──────── PAGE EXCERPT ────────

Species of gastropod

Nassarius pauperatus, commonly known as the impoverished dog whelk, is a species of sea snail, a marine gastropod mollusk in the family Nassariidae, the nassa mud snails, or dog whelks.

==Description==
The length of the shell varies from 12 mm to 20 mm.

The ovate, conical shell is pointed at the summit. The pyramidal spire is formed of six or seven distinct, smooth, convex whorls. These are covered with very prominent, convex, longitudinal folds, intersected only at the base, and upon the two or three upper whorls, by a few pretty deep transverse striae. Upon these whorls, the striae become finer and more approximate. They rarely exist upon the whole surface. In like manner, the longitudinal folds do not appear upon the right portion of the body whorl. The color is a violaceous white. A dark red zone borders the suture, and a broader and browner band surrounds the middle of the body whorl.

==Distribution==
This marine species is endemic to Australia and occurs off of New South Wales, South Australia, Tasmania, Victoria, and Western Australia.

== Bibliography ==
- Lamarck, J.B.P.A. de M. 1822. Histoire naturelle des Animaux sans Vertèbres. Paris : J.B. Lamarck Vol. 7 711 pp.
- Menke, C.T. 1843. Molluscorum Novae Hollandiae Specimen in Libraria Aulica Hahniana. Hannoverae : Libraria Aulica Hahniana pp. 1–46
- Cernohorsky W. O. (1984). Systematics of the family Nassariidae (Mollusca: Gastropoda). Bulletin of the Auckland Institute and Museum 14: 1–356
- Wilson, B. 1994. Australian Marine Shells. Prosobranch Gastropods. Kallaroo, WA : Odyssey Publishing Vol. 2 370 pp.

────────

**TASKS AND EXERCISES**
a – Please retype the Nassarius pauperatus page word for word, everything from "The ovate, conical" down to "middle of the body whorl.".
b – For each statement, answer yes or no according to the Nassarius pauperatus page and quote the words that decide it. (i) The shell is a violaceous white. (ii) The spire has ten whorls. (iii) The shell can reach 20 mm in length.
The lines after the Nassarius pauperatus page have no connection to it.

──────── DATA SHOWN ────────

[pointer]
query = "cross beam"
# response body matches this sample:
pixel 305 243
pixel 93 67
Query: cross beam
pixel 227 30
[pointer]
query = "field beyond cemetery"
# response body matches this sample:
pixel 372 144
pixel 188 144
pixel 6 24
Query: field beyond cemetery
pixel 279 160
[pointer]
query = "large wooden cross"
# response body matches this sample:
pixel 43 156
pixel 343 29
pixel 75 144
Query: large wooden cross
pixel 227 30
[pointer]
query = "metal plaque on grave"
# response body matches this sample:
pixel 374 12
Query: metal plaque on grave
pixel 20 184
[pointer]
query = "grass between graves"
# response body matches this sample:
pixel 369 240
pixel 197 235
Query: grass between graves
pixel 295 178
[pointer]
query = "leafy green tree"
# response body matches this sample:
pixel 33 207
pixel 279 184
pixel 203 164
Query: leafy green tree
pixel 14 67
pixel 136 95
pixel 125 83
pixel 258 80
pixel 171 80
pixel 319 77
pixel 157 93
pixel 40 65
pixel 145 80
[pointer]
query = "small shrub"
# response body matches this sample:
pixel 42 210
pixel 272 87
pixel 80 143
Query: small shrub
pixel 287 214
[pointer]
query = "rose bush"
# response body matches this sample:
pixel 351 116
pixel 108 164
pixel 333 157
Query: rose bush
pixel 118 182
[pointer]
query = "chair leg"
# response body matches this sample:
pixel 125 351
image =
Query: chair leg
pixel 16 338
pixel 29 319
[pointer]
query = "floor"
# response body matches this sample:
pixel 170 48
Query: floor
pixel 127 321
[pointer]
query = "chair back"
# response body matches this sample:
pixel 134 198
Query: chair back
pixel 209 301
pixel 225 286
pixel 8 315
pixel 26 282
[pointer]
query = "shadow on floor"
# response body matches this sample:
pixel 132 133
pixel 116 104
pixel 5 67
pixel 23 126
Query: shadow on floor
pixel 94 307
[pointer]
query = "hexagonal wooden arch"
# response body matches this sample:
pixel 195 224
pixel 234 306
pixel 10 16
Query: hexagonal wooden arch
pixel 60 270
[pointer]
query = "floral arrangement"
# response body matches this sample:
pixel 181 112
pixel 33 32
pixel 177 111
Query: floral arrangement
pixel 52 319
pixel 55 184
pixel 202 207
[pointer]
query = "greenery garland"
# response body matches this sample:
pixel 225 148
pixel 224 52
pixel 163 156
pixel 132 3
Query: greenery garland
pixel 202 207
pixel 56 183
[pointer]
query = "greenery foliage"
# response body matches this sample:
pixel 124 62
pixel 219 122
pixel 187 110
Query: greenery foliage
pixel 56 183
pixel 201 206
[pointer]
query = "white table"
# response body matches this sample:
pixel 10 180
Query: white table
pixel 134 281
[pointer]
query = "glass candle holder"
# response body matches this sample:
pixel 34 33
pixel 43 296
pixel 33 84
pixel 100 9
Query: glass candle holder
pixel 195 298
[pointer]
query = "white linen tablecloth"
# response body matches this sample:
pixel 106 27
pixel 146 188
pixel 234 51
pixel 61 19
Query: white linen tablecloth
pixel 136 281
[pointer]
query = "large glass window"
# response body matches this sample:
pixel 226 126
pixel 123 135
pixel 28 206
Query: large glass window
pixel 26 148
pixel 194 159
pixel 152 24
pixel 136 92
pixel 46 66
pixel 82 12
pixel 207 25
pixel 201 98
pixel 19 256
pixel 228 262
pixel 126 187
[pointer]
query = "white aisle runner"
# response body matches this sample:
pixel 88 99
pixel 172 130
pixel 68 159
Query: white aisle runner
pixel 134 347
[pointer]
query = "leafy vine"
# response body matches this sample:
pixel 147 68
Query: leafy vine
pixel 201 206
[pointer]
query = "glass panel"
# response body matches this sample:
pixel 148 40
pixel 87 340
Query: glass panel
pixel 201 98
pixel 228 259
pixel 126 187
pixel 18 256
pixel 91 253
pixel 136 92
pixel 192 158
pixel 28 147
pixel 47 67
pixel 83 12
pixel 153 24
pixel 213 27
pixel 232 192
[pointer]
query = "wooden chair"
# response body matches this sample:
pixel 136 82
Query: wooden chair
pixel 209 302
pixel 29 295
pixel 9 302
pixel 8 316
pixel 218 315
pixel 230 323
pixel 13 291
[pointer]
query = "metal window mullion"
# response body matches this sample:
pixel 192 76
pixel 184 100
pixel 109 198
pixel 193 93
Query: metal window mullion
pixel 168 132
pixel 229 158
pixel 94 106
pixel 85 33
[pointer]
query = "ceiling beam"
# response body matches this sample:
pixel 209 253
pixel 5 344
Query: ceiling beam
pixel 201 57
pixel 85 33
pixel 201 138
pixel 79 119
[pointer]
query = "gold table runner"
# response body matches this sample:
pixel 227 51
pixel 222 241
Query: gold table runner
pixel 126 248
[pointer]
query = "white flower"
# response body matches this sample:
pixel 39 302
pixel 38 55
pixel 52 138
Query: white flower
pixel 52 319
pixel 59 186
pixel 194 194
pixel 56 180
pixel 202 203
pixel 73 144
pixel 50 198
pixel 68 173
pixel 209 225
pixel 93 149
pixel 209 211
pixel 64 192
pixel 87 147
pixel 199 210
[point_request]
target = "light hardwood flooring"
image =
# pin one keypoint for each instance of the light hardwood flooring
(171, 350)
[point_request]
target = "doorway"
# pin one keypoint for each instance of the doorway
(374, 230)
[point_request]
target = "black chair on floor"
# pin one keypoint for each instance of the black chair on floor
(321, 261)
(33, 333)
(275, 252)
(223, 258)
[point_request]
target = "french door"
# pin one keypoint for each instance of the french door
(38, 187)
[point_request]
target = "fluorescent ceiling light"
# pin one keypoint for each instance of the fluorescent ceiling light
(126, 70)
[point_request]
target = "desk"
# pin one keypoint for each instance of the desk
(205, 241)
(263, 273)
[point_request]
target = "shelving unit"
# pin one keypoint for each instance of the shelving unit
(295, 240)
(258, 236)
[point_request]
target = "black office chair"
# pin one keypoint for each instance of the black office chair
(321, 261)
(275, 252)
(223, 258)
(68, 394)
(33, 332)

────────

**ANSWERS GIVEN**
a –
The ovate, conical shell is pointed at the summit. The pyramidal spire is formed of six or seven distinct, smooth, convex whorls. These are covered with very prominent, convex, longitudinal folds, intersected only at the base, and upon the two or three upper whorls, by a few pretty deep transverse striae. Upon these whorls, the striae become finer and more approximate. They rarely exist upon the whole surface. In like manner, the longitudinal folds do not appear upon the right portion of the body whorl. The color is a violaceous white. A dark red zone borders the suture, and a broader and browner band surrounds the middle of the body whorl.

b –
(i) Yes: "The color is a violaceous white."
(ii) No: "The pyramidal spire is formed of six or seven distinct, smooth, convex whorls."
(iii) Yes: "The length of the shell varies from 12 mm to 20 mm."